:: Alıntı ::
----------
Merhabalar, belki bilen vardır, Ankara/Keçiören'de Kuyuyazi caddesi ile Bağcı caddesinin arasında uzunlamasına bir yürüyüş parkı var ve yaklaşık 40 kedi yaşıyor bu parkta. Hiçbirinin sahibi yok ama besleyen bir teyze var. Hepsine her sabah ve akşam kuru mama veriyor, haftada 1 defa da yaş mama veriyor. Bu kedilerin yarısına yakını cins kedi. Ben Aralık'ta askere gideceğim için ve kendi yavruma maalesef annem el koyduğu için yetişkin bir kedi istiyordum bakımı zor olmayan. Hatta bu parkta bulunan 3 yaşında, tosun gibi bir erkek olan British vardı ismi Duman'dı. Onu almak istiyordum ama ben askerdeyken biri sahiplenmiş onu. Çok cana yakındı, hiç ısırmaz, tirmalamazdi. Şimdi de fotoğrafını koyduğum kediye göz koydum. Kendisi safkan bir norwegian Forest. Hatta 3 kardeş bunlar ama hepsi kaçıyor benden. Bu biraz daha cana yakin. Elimden mama falan yiyor ama kendini asla sevdirmiyor, dokundurmuyor. Bu kediyi elime nasıl alistirabilirim? "Yakala kafese koy" demeyin yakalanmiyor. Daha önce denedim, her yerimi çizdi, ellerimi falan ısırdı sonra kaçtı :)
Sizde kendini sevdirmeyi seven "cins" olmayan kedi sahiplenin? Her kedinin huyu farklıdır bu huyu böyleyse saatten sonra kucak kedisi olmaz
Ya sonuçta bu adam gidip parayla hayvan satın almıyor. Gözüne güzel geleni sokaktan almaya çalışmasında da eleştrilecek bir şey yok bence.
Sonuçta ben de 4 yavru içinden gözüme güzel gelen ve kalbimle enerjisi tutan 2 tanesini sahiplendim, bu beyefendide de aynı durum var belli ki. Ben ırkçılık yaptığını sanmıyorum öyle olsa parasını verir bi şekilde cins kedi edinirdi.
Ben mamaya ek olarak zaman zaman oynamanızı tavsiye ediyorum. Oyun, kedilerle insanlar arasında önemli bir bağ. Hem mama hem oyun ile destekleyerek alıştırabilirsiniz ama ben bunun çok uzun süreceği kanısındayım. Bir şekil yakalansa :) en kestirme çözüm o insan açısından ama bu sefer de hepten korkup cephe alır mı bilemedim.
----------
:: Görev 1 ::
Kayıtlarda "sidewalk" dizesinin geçtiği bütün satırları bulunuz ve her birini değiştirmeden aktarınız.
----------
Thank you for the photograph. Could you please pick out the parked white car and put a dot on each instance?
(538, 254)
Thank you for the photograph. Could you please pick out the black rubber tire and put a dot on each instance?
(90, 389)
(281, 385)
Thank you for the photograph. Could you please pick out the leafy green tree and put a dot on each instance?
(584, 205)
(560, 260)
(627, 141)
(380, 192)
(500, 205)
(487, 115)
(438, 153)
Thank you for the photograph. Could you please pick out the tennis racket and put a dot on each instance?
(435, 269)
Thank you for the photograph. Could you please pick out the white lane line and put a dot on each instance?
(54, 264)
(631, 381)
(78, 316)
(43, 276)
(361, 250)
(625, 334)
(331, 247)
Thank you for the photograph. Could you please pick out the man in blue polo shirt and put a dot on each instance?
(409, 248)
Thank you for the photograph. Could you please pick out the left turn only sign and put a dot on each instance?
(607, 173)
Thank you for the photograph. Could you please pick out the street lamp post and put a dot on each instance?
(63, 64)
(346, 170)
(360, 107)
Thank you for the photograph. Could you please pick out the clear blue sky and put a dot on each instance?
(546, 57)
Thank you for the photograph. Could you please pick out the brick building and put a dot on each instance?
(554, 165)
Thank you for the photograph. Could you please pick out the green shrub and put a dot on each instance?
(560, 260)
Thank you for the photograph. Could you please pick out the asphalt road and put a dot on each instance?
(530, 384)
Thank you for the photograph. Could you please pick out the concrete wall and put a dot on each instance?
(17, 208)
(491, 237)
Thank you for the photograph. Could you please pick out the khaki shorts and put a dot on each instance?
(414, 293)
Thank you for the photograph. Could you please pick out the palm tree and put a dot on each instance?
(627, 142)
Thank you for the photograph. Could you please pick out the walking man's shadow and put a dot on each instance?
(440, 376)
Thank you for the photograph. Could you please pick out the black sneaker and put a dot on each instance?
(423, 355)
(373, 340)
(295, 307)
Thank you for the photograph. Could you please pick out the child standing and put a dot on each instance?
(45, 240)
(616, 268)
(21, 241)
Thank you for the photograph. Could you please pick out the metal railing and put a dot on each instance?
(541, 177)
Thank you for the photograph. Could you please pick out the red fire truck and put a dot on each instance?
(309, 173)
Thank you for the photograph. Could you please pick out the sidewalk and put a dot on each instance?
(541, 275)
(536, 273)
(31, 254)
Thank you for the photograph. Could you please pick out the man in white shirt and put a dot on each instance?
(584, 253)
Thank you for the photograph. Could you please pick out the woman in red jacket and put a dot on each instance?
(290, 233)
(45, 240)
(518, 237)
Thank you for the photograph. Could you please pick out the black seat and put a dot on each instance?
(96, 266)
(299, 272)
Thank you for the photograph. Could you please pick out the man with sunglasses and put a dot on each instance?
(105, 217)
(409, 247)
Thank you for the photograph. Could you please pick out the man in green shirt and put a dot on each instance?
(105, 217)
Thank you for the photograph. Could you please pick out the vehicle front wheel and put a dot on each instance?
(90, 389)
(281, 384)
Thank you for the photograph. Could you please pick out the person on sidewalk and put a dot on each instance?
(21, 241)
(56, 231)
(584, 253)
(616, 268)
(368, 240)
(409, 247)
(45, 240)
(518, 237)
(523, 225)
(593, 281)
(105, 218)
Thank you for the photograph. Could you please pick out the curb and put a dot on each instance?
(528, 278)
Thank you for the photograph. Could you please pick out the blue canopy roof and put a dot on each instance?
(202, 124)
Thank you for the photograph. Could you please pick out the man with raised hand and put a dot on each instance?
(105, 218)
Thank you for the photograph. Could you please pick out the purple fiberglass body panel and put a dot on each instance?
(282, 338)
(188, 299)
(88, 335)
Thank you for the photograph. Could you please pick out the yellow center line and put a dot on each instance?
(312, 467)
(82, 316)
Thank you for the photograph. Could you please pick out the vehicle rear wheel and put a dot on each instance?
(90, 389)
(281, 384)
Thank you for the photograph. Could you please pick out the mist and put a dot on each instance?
----------
:: Görev 2 ::
Alıntıya göre Keçiören'deki yürüyüş parkında yaklaşık kaç kedi yaşamaktadır?

:: Beklenen Çıktı 1 ::
Thank you for the photograph. Could you please pick out the sidewalk and put a dot on each instance?
Thank you for the photograph. Could you please pick out the person on sidewalk and put a dot on each instance?

:: Beklenen Çıktı 2 ::
Yaklaşık 40 kedi.